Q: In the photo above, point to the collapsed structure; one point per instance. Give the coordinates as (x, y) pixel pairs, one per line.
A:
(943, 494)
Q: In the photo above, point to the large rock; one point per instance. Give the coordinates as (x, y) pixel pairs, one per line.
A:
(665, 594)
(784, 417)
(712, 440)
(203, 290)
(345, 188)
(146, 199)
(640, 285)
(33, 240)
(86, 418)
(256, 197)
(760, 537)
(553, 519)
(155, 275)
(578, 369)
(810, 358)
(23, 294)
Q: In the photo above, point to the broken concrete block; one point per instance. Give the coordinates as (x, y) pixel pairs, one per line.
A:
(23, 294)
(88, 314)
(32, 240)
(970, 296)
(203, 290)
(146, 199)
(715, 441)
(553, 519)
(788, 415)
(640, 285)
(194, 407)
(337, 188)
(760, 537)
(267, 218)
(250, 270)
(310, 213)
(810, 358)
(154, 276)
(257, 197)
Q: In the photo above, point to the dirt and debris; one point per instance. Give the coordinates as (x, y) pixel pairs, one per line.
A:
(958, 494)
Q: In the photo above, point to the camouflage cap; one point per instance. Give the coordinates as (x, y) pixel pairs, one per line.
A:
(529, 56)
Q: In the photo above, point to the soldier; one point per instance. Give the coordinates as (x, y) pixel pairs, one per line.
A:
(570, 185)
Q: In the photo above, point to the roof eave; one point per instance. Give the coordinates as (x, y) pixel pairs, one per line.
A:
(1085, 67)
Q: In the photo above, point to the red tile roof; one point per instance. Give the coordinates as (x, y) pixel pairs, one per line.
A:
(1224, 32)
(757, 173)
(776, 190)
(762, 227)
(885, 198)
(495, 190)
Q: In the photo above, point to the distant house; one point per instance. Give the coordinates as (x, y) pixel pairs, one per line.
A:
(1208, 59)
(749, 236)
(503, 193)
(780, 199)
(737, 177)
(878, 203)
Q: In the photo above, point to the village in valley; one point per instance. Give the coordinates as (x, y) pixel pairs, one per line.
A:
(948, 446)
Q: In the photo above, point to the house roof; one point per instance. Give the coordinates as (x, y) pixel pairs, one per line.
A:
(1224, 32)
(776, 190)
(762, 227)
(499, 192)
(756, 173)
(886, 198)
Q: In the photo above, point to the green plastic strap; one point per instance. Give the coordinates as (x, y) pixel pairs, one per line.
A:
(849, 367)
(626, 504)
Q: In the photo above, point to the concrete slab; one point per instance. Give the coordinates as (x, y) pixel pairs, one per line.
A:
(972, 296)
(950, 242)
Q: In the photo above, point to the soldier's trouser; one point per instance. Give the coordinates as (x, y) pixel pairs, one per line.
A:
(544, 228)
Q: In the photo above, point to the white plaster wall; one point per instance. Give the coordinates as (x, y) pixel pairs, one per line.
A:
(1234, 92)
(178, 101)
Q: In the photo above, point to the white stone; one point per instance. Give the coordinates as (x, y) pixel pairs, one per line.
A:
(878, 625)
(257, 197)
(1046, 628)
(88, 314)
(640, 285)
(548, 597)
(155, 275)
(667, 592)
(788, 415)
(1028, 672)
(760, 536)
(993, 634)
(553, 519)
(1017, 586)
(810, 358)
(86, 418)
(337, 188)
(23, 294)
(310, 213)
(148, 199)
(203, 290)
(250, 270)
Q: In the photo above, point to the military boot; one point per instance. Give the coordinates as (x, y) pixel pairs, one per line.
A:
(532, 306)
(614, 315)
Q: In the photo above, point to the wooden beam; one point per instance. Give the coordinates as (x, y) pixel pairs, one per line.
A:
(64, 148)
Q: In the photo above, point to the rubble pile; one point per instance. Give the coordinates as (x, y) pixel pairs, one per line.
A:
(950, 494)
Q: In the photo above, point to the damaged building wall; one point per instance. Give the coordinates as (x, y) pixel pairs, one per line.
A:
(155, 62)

-*-*-

▸ Requirement: Repeat exactly the lines from the line containing "Q: In the photo above, point to the white plaster" through the last line of the records above, including both, and nothing else.

▸ Completed exercise:
Q: In the photo above, point to the white plaster wall; one point per instance. Give the coordinates as (x, y) pixel pairs, one per line.
A:
(1234, 92)
(178, 101)
Q: In the photo above, point to the white stone; one point per instance. Give the coordinates as (x, y) pixel pairs, one per line.
A:
(878, 625)
(257, 197)
(1046, 628)
(88, 314)
(640, 285)
(548, 597)
(155, 275)
(667, 592)
(788, 415)
(1028, 672)
(760, 536)
(993, 634)
(553, 519)
(1017, 586)
(810, 358)
(86, 418)
(337, 188)
(23, 294)
(310, 213)
(148, 199)
(203, 290)
(250, 270)
Q: In the photo above, point to the military boot; one point per instance. Give the coordinates as (x, y) pixel pairs, one per line.
A:
(532, 306)
(614, 315)
Q: In the photo above, point to the wooden beam; one point per instance. Give the coordinates as (x, y) pixel pairs, one per line.
A:
(64, 148)
Q: In the photo above, point to the rubble pile; one point per instance. Give the coordinates as (x, y) pixel pairs, one per line.
A:
(950, 494)
Q: In the photo above, point to the damaged building wall; one point per instance. Give the coordinates as (x, y) pixel pairs, one per line.
A:
(155, 62)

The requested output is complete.